*Passage*.
────────────────
Dear ALSCW members and friends:
We are delighted to announce the ALSCW's spring Zoom series. These virtual events will help to keep our membership connected and to advance our organization's mission to advance the study and creation of literature. We are deeply grateful to our participants—it’s an incredibly talented lineup—and to all of you for your support of the ALSCW (information on memberships and renewals can be found at ALSCW.org). We will send out a link a week to ten days before each event.
J. Chester Johnson discusses his book, Damaged Heritage: The Elaine Race Massacre
April 7th, 6 pm EST
The 1919 Elaine Race Massacre, arguably the worst in our country’s history, has been widely unknown for the better part of a century, thanks to the whitewashing of history. In 2008, Johnson was asked to write the Litany of Offense and Apology for a National Day of Repentance, where the Episcopal Church formally apologized for its role in transatlantic slavery and related evils. In his research, Johnson happened upon a treatise by historian and anti-lynching advocate Ida B. Wells on the Elaine Massacre, where more than a hundred and possibly hundreds of African-American men, women, and children perished at the hands of white posses, vigilantes, and federal troops in rural Phillips County, Arkansas. Johnson would discover that his beloved grandfather had been a member of the KKK and participated in the massacre. The discovery shook him to his core. Thereafter, he met Sheila L. Walker, a descendant of African-American victims of the massacre, and she and Johnson committed themselves to reconciliation. Damaged Heritage brings to light a deliberately erased chapter in American history, and offers a blueprint for how our pluralistic society can at last acknowledge—and repudiate—our collective damaged heritage and begin a path towards true healing.
J. Chester Johnson is an acclaimed poet, essayist, and translator, and the author of Damaged Heritage: The Elaine Race Massacre and A Story of Reconciliation. He is also the author of several celebrated poetry collections and non-fiction work and was one of two poets (the other being W. H. Auden) on the drafting committee for the retranslated Psalms in The Book of Common Prayer. Johnson also served as Deputy Assistant Secretary of the U. S. Treasury Department under Jimmy Carter and lives in New York City with his wife.
────────────────
*Record list*.
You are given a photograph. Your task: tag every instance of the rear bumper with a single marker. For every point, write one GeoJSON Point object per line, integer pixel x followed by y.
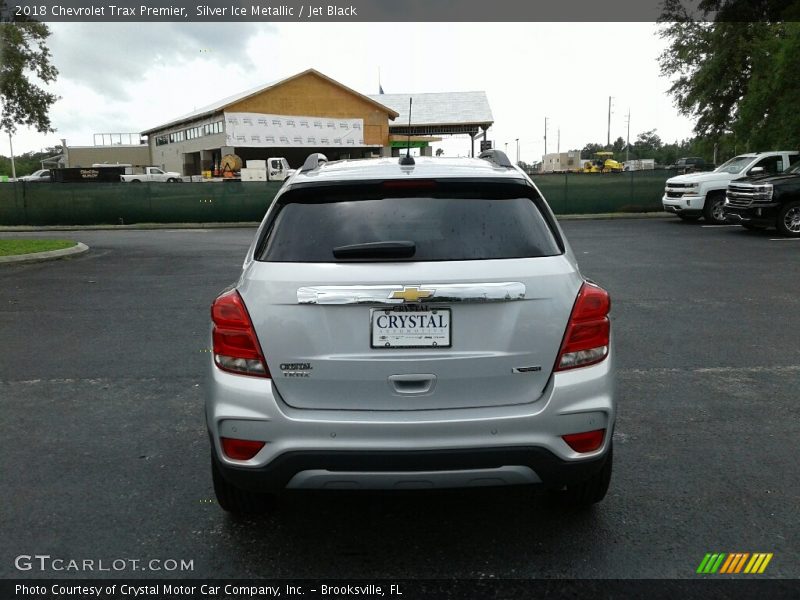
{"type": "Point", "coordinates": [499, 445]}
{"type": "Point", "coordinates": [759, 215]}
{"type": "Point", "coordinates": [412, 469]}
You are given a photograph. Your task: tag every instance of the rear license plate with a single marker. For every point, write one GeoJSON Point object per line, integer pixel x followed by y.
{"type": "Point", "coordinates": [410, 328]}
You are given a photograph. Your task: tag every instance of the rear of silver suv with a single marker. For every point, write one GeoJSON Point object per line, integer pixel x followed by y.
{"type": "Point", "coordinates": [410, 326]}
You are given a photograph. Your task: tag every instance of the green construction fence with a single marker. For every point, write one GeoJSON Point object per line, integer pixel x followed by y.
{"type": "Point", "coordinates": [128, 203]}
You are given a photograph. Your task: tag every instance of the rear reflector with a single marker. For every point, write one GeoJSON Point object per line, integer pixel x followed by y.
{"type": "Point", "coordinates": [586, 339]}
{"type": "Point", "coordinates": [241, 449]}
{"type": "Point", "coordinates": [588, 441]}
{"type": "Point", "coordinates": [236, 347]}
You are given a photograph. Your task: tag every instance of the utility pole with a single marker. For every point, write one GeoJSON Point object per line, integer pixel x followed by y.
{"type": "Point", "coordinates": [545, 136]}
{"type": "Point", "coordinates": [13, 168]}
{"type": "Point", "coordinates": [628, 137]}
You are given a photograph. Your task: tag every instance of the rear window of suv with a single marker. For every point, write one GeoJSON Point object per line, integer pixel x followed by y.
{"type": "Point", "coordinates": [441, 226]}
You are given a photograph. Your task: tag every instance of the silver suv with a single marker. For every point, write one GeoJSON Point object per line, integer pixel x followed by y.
{"type": "Point", "coordinates": [402, 325]}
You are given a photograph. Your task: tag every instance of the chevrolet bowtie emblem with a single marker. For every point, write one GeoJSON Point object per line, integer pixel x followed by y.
{"type": "Point", "coordinates": [411, 294]}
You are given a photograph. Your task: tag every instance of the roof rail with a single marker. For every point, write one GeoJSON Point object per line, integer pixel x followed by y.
{"type": "Point", "coordinates": [497, 157]}
{"type": "Point", "coordinates": [314, 161]}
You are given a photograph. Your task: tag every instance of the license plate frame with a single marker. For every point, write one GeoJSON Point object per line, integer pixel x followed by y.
{"type": "Point", "coordinates": [393, 338]}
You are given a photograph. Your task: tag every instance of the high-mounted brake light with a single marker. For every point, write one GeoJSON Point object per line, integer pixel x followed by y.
────────────────
*Exercise 1*. Repeat the announcement's wording between "Dear ALSCW members" and "before each event.", inclusive.
*Exercise 2*. In the announcement, who was the other poet on the drafting committee for the retranslated Psalms in The Book of Common Prayer?
Work only from the announcement and leave the listing out of it.

*Written response 1*.
Dear ALSCW members and friends:
We are delighted to announce the ALSCW's spring Zoom series. These virtual events will help to keep our membership connected and to advance our organization's mission to advance the study and creation of literature. We are deeply grateful to our participants—it’s an incredibly talented lineup—and to all of you for your support of the ALSCW (information on memberships and renewals can be found at ALSCW.org). We will send out a link a week to ten days before each event.

*Written response 2*. W. H. Auden